[Data entries]
━━━━

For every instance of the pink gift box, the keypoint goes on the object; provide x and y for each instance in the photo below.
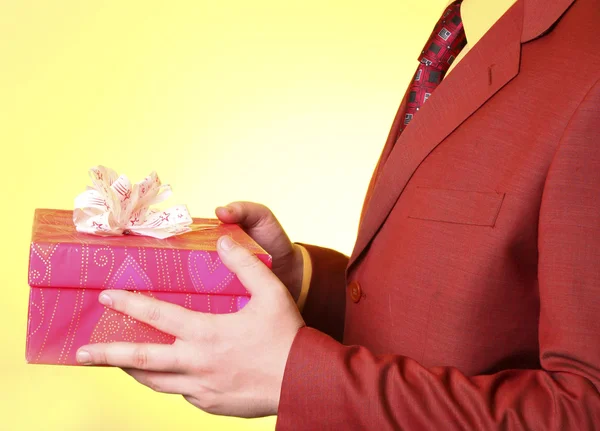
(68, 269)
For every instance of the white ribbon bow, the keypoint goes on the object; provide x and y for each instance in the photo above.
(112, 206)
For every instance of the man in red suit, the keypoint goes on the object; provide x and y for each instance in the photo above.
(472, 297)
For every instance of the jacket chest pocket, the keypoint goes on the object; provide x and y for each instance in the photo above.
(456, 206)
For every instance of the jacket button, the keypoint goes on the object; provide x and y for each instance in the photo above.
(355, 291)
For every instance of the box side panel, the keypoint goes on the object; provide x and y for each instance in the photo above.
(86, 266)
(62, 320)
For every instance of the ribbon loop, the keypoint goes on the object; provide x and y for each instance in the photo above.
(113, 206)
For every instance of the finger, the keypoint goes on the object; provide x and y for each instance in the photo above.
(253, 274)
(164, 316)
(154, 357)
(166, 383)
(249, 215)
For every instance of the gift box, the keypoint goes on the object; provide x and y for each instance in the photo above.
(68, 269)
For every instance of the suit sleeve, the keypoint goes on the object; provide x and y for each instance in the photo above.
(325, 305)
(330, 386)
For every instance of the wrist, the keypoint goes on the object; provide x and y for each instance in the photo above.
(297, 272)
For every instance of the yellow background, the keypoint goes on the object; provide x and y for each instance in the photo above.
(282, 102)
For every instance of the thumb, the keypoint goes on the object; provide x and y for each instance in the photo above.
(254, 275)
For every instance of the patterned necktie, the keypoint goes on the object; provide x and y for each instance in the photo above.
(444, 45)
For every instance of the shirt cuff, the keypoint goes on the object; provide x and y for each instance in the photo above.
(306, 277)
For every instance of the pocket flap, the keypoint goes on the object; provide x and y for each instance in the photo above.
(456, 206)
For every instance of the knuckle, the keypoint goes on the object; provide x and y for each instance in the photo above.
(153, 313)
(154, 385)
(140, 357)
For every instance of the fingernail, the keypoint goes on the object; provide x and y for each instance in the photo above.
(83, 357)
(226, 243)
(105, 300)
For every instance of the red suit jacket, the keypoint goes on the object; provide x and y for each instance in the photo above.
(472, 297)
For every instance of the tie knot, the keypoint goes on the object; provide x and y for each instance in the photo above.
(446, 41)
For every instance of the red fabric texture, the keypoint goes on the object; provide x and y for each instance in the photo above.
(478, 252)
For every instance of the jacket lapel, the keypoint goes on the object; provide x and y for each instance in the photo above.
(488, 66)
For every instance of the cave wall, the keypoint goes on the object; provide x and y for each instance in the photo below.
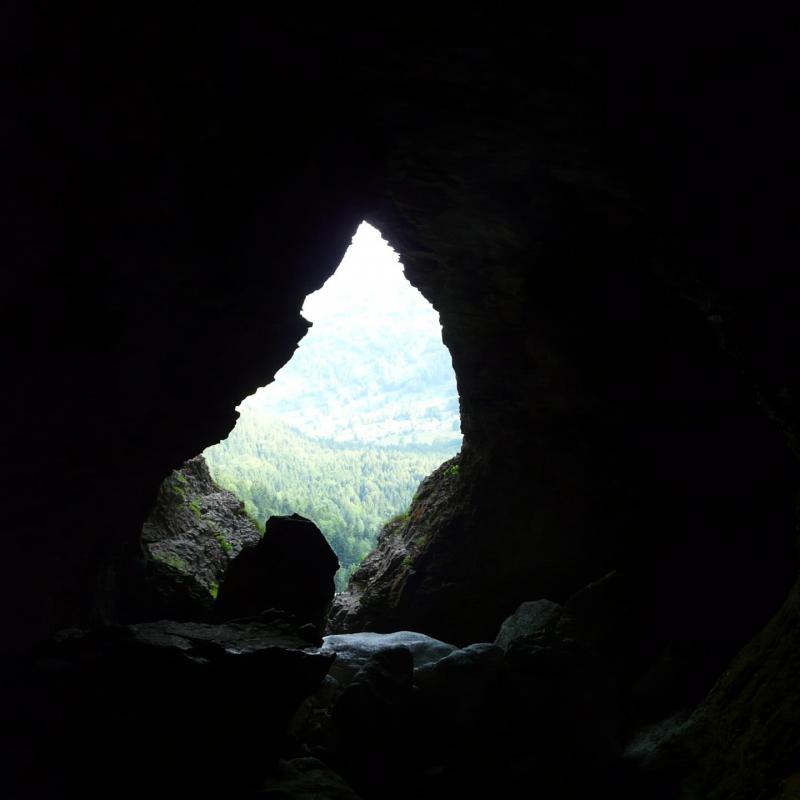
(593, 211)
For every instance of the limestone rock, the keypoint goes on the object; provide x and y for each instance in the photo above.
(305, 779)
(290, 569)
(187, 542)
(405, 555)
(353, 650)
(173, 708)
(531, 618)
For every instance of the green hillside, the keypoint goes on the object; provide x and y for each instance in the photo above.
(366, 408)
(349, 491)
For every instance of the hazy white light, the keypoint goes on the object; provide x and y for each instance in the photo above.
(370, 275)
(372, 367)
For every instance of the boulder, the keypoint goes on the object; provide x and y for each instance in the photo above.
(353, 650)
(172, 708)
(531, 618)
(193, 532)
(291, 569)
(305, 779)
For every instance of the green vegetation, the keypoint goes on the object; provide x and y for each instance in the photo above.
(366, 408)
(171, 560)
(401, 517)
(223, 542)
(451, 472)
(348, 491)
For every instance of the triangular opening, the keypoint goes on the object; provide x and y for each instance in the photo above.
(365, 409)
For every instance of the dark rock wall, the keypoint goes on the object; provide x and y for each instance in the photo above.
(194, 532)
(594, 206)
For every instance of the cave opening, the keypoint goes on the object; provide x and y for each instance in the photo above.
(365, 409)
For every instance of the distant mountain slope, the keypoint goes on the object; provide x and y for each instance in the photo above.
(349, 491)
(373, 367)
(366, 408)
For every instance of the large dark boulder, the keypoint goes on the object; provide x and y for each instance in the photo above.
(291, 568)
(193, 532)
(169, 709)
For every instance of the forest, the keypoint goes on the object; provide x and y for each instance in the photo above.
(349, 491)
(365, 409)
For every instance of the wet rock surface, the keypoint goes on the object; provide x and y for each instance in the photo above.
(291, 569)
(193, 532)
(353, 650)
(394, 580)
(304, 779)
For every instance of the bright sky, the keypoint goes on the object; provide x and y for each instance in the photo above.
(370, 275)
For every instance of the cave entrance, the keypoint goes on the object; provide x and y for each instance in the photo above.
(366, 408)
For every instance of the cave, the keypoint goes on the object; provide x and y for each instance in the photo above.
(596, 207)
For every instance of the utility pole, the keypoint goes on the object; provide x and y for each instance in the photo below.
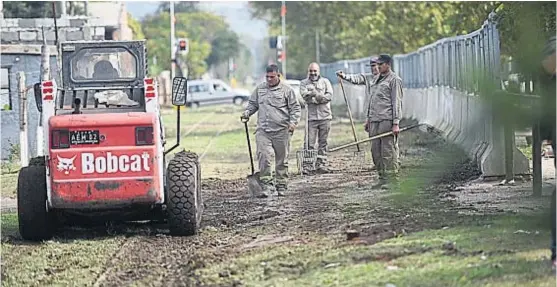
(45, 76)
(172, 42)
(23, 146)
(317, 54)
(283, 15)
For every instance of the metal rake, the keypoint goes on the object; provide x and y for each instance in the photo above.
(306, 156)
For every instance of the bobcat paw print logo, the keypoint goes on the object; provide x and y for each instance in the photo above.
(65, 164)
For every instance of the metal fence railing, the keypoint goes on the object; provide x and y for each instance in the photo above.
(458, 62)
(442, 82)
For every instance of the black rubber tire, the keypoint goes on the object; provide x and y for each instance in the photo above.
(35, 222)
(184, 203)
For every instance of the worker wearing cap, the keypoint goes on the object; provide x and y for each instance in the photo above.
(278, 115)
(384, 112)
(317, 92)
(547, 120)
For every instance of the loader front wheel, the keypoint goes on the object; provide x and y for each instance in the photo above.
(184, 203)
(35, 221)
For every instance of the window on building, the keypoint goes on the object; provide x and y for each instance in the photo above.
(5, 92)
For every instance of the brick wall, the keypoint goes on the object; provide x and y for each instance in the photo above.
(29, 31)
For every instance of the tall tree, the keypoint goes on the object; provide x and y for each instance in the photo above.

━━━━

## CHALLENGE
Reproduce every row above word for word, leaving the pictures out.

## THE REPLY
For every instance of the pink gift box, the keypoint goes on the object; provide x and y for each instance in the photo below.
(68, 269)
For every instance of the white ribbon bow, the keypoint goes on the object; provide x and y for each instance in the photo above.
(112, 206)
For every instance of the man in red suit, the keypoint goes on the object; provide x and y for each instance in the photo above.
(472, 297)
For every instance of the jacket chest pocket, the keypoint goes on the object; provide x and y for each instance in the photo above.
(456, 206)
For every instance of the jacket button, the keypoint goes on the object; provide x and y for each instance in the photo above.
(355, 291)
For every instance of the box side panel, the keypoint goes on the object; provide x and y for each instance in the photo above.
(86, 266)
(62, 320)
For every instance of the ribbon loop, the keypoint goes on the object; provide x and y for each instance in the photo above.
(113, 206)
For every instance of the finger, the keypoint goes on the object; provide x and y for each instance in the photo above.
(253, 274)
(164, 316)
(154, 357)
(166, 383)
(249, 215)
For every instance of the gift box, the keypoint goes on the object; provide x and y for each instance in the photo above.
(68, 269)
For every instance of the suit sleeve, the keypoint goes on the object; provide x and y for each instance in the photo above.
(325, 305)
(330, 386)
For every instance of the wrist, the keypoint goes on the object; provide x and y for each instance in the photo above.
(297, 272)
For every instance of the yellow background, the keypoint goes on the object; provide x and y for each instance in the photo above.
(282, 102)
For every instance of the thumb, the keypoint goes on the object; provide x and y for each instance in the photo above.
(254, 275)
For every instance of the patterned necktie, the keypoint goes on the object; provide x and y for each instance in the photo above.
(444, 45)
For every instance of the shirt cuff, the keypoint goes on the object; provide x and y for each instance in the photo above.
(306, 277)
For every instance of the pocket flap, the keypoint goes on the object; provide x and y for each instance in the photo above.
(456, 206)
For every instance of the knuckle, the keypoint goes on the object; provide x and y for each instance in the photo above.
(153, 313)
(154, 385)
(140, 357)
For every instance of the fingernail, the keypoint goes on the object; provide x and y for each instance in the photo above.
(83, 357)
(226, 243)
(105, 300)
For every instance of the red suit jacket, the keypoint goes on the object; provide x and y for each instance in the photo above.
(472, 297)
For every instance of the tie knot, the keypoint goes on the object; provide x and y for each instance in the photo above.
(446, 41)
For every instance of the red fabric texture, the keypoint goes on the object; provide x and y for each instance in the photo above.
(478, 252)
For every instance of the jacket lapel, the keypoint goes on the object; provide x and y for each instance in the photo above.
(488, 66)
For every instance of the cave wall, the keypoint goes on the object; provide x and y for each instance in the photo below.
(593, 211)
For every instance of the limestone rock, the keypoint goes on the object; provide x and y for each instance in the photo above.
(305, 779)
(290, 569)
(187, 542)
(405, 555)
(353, 650)
(173, 708)
(531, 618)
For every instance of the green hillside, the keypoint goes on the object; provide x and y for each instance in the photo above.
(366, 408)
(349, 491)
For every instance of the hazy white light, the keypoint goes on the object; provide x and y for each instance in the photo above.
(370, 275)
(372, 367)
For every instance of the boulder, the keypoint goes on the object; provide x and y for each instance in the photo above.
(353, 650)
(172, 708)
(531, 618)
(193, 532)
(291, 569)
(305, 779)
For every instance of the green vegetation, the keypoint goes on the object; provide x and y for each instance in the photo above.
(366, 408)
(171, 560)
(401, 517)
(223, 542)
(451, 472)
(348, 491)
For every instance of the triangular opening, the keypoint goes on the object; provide x and y for each instance in the photo above.
(365, 409)
For every instance of the dark rock wall, the keypoint goes on the object; provide x and y for each instance in the photo above.
(194, 532)
(594, 206)
For every instance of the cave opening, the keypoint goes on the object; provide x and y for each instance in the photo above.
(365, 409)
For every instance of the distant mountain slope, the keypoint goes on the object; provide x and y for each instance in the photo above.
(349, 491)
(373, 367)
(366, 408)
For every instance of the large dark boulder, the keypoint goes on the object; provide x and y for each instance in the photo above.
(291, 568)
(193, 532)
(169, 709)
For every instance of the forest, the keypoint goes on the object; provide x and y for each instance in the photo above.
(349, 491)
(365, 409)
For every instance of the wet rock surface, the keypoint goes on the object; provide x and y for each instance in the photo above.
(291, 569)
(193, 532)
(353, 650)
(394, 580)
(304, 779)
For every instance of the bright sky, the keypoint goes on the object; provide x and y for each instance in the photo above.
(370, 275)
For every instance of the cave entrance, the keypoint goes on the object; provide x and y for each instance in the photo above.
(366, 408)
For every instance of the cave, the keypoint goes on the object; provide x and y for each instance in the photo above.
(596, 207)
For every instance of the utility pole, the keypoint goes on the object; provide x and y for each instance in the photo below.
(45, 76)
(172, 42)
(23, 146)
(317, 54)
(283, 15)
For every instance of the metal rake, the keypoint goes on the object; provide x and y for each instance in the photo above.
(306, 156)
For every instance of the bobcat paw print logo, the keypoint goes on the object; provide x and y for each instance in the photo above.
(65, 164)
For every instance of the metal fence railing, the keypoint goes on the object; provide x and y for each instance in the photo above.
(458, 62)
(442, 82)
For every instance of the black rubber tire, the keypoint goes on the object; provide x and y for each instance in the photo above.
(35, 222)
(184, 203)
For every instance of the worker wearing cap, the keypoint goes on the object; provide x and y for each instance in the photo above.
(278, 115)
(384, 112)
(317, 92)
(547, 120)
For every instance of the loader front wheel, the keypoint goes on the object; provide x and y for each instance in the photo above.
(184, 203)
(35, 221)
For every instance of the window on building, the keypoint goes on the object; provide x and y for each instance in the photo above.
(5, 92)
For every instance of the brick wall, the keypoint goes on the object; provide x and y for each instance in the photo above.
(29, 31)
For every instance of the tall tree, the keypoint goes on the object; provide x and y for each instance in the photo above.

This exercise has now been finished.